**LISTED RECORDS:**
* Begin *

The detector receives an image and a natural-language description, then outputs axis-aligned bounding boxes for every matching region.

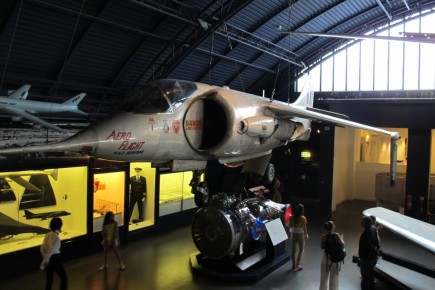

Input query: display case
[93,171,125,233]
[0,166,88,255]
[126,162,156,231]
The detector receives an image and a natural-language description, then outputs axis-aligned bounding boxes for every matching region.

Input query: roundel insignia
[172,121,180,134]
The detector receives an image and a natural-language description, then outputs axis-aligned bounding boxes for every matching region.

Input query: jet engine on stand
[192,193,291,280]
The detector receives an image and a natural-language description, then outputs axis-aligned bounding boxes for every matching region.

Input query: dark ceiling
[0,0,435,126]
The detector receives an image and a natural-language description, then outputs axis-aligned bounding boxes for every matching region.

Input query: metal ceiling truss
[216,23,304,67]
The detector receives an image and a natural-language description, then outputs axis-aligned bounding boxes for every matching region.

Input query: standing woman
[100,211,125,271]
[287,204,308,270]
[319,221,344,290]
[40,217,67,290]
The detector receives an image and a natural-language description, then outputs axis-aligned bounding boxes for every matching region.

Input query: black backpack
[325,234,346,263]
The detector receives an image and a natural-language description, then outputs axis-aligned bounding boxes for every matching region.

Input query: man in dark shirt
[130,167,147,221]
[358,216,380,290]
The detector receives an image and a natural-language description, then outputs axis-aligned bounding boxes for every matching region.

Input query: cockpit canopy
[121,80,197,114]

* End *
* Begin *

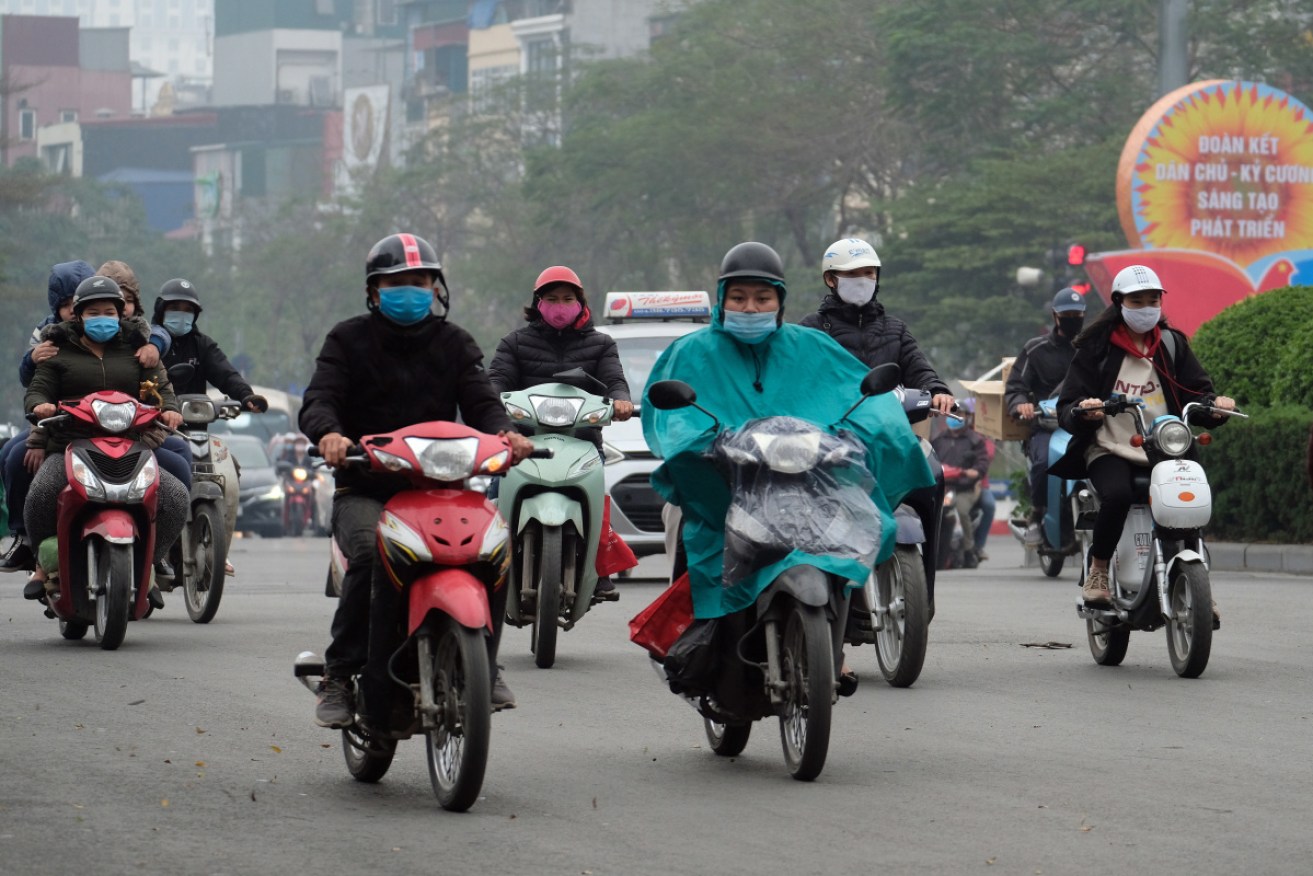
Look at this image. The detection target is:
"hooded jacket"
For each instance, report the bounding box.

* End *
* Begin *

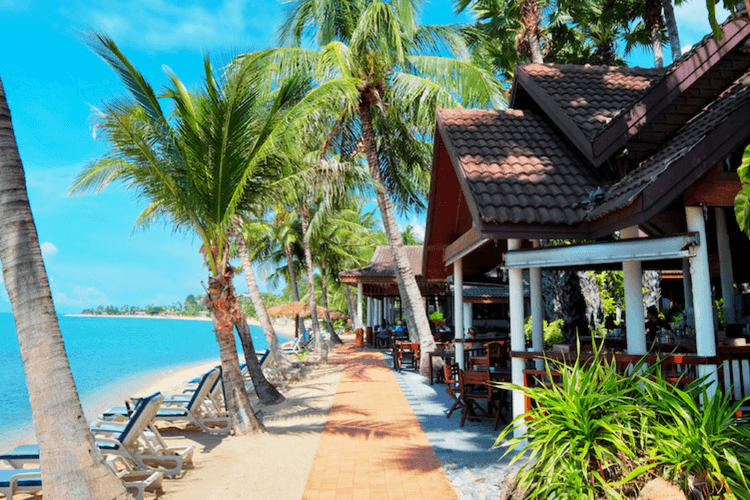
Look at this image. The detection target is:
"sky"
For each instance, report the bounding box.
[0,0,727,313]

* End *

**YOUR TASK:** Which lines in the entries above contain the string "Input"? Gather every one of them, and treat uppercase and lowercase letters as different.

**THE COMPLETED TASK:**
Input query: display case
Input query: roundel insignia
Input query: jet engine on stand
Input query: dark ceiling
Input query: metal ceiling truss
Input query: standing woman
Input query: black backpack
Input query: man in dark shirt
Input query: cockpit canopy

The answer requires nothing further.